======== Data listing

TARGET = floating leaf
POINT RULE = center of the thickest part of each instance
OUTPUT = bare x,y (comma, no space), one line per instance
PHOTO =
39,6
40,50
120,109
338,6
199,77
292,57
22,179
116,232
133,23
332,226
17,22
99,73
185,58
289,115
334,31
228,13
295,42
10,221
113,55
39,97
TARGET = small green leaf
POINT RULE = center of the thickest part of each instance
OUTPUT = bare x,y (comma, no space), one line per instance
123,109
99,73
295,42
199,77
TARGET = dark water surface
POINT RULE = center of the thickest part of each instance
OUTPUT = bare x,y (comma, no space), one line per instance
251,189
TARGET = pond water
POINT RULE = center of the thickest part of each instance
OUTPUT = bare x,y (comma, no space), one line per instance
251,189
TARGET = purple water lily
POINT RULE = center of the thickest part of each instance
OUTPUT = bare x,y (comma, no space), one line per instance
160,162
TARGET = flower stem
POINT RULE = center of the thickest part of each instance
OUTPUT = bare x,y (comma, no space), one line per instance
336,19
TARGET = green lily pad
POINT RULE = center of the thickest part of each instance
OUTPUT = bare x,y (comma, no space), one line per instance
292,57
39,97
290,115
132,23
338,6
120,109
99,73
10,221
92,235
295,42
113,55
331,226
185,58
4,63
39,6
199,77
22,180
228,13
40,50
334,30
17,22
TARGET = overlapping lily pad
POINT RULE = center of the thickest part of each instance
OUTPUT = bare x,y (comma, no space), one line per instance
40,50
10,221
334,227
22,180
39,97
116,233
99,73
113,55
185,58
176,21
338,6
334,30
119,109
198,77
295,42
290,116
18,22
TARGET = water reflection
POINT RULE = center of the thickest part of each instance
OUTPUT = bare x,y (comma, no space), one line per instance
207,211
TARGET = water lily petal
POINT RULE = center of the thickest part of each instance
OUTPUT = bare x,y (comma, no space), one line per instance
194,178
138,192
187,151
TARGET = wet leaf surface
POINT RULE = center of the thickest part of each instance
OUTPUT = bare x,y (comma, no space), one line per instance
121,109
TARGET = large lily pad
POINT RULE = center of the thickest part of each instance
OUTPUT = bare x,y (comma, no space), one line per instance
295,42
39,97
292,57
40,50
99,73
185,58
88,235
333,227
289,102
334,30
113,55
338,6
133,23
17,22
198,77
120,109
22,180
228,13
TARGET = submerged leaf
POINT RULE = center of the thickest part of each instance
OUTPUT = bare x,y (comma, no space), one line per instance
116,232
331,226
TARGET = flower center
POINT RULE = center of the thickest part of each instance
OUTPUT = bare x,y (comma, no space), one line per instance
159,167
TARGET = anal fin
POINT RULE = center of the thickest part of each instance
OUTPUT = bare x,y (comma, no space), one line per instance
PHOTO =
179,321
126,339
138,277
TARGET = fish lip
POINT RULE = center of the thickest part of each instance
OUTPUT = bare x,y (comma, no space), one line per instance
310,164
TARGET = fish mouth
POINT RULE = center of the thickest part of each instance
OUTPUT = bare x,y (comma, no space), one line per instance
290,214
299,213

================

* _Directions for this task_: Every line above is to be duplicated exactly as shown.

* _Answer to this task_:
TARGET = floating leaf
POINT RULE = center of the thickest part of each instance
OUTPUT = bare x,y (comma, no space), one line per instance
PHOTO =
39,6
40,50
120,109
338,6
199,77
292,57
22,179
116,232
133,23
332,226
17,22
99,73
185,58
289,115
334,31
228,13
295,42
10,221
113,55
39,97
TARGET = small green leaf
POINT RULE = center of the thickest part of each instance
OUTPUT = bare x,y (comma, no space), one line per instance
123,109
99,73
295,42
199,77
TARGET = dark water surface
POINT RULE = center of the thickest part of each instance
OUTPUT = bare x,y (comma, no space), one line per instance
251,189
TARGET = pond water
POINT RULE = center of the thickest part of each instance
OUTPUT = bare x,y (comma, no space), one line per instance
251,189
TARGET = purple water lily
POINT RULE = center of the thickest part of each instance
OUTPUT = bare x,y (comma, no space), one line per instance
160,162
TARGET = flower stem
POINT RULE = center of the thickest part of each instance
OUTPUT = bare x,y (comma, no space), one line per instance
336,19
TARGET = green lily pad
POINT RULE = center of the thickest part of each instance
OUTPUT = bare x,y (comma, no space), one line per instance
292,57
39,97
290,115
132,23
338,6
120,109
99,73
10,221
92,235
295,42
113,55
331,226
185,58
4,63
39,6
199,77
22,180
228,13
40,50
334,30
17,22
TARGET = overlapping lily pad
POINT RULE = center of the thickest part of each instance
OUTPUT = bare x,y (comma, no space), one line per instance
40,50
10,221
334,227
22,180
39,97
116,233
99,73
113,55
185,58
176,21
338,6
334,30
119,109
198,77
295,42
290,116
18,22
TARGET = water reflection
POINT RULE = center of the thickest part of each instance
OUTPUT = bare x,y (comma, no space), one line per instance
207,211
TARGET = water lily petal
POINT RULE = center of the thickest part of each instance
OUTPUT = bare x,y (comma, no space), one line per instance
194,178
138,192
187,151
TARGET = wet leaf surface
POINT RULE = center of the thickest part of each instance
OUTPUT = bare x,y (comma, no space), one line per instance
121,109
TARGET = large lily pad
POINT RULE = center of the thickest part of each instance
OUTPUT = bare x,y (comma, no space), one line per instance
295,42
39,97
292,57
40,50
99,73
185,58
88,235
333,227
289,102
334,30
113,55
338,6
133,23
17,22
198,77
120,109
22,180
228,13
TARGET = submerged leaf
POINT RULE = center of the thickest part of each instance
OUTPUT = bare x,y (comma, no space), one line per instance
116,232
331,226
TARGET = flower center
POINT RULE = center of the thickest part of each instance
OUTPUT = bare x,y (comma, no space), one line per instance
159,167
TARGET = anal fin
POINT RULE = center of the thickest part of each instance
OUTPUT = bare x,y (comma, no space), one line per instance
PHOTO =
179,321
126,339
138,277
TARGET = fish lip
POINT RULE = center of the thickest part of each instance
OUTPUT = bare x,y (comma, no space), one line per instance
310,164
TARGET = fish mouth
POINT RULE = center of the thickest part of each instance
OUTPUT = bare x,y (comma, no space), one line per instance
290,214
299,213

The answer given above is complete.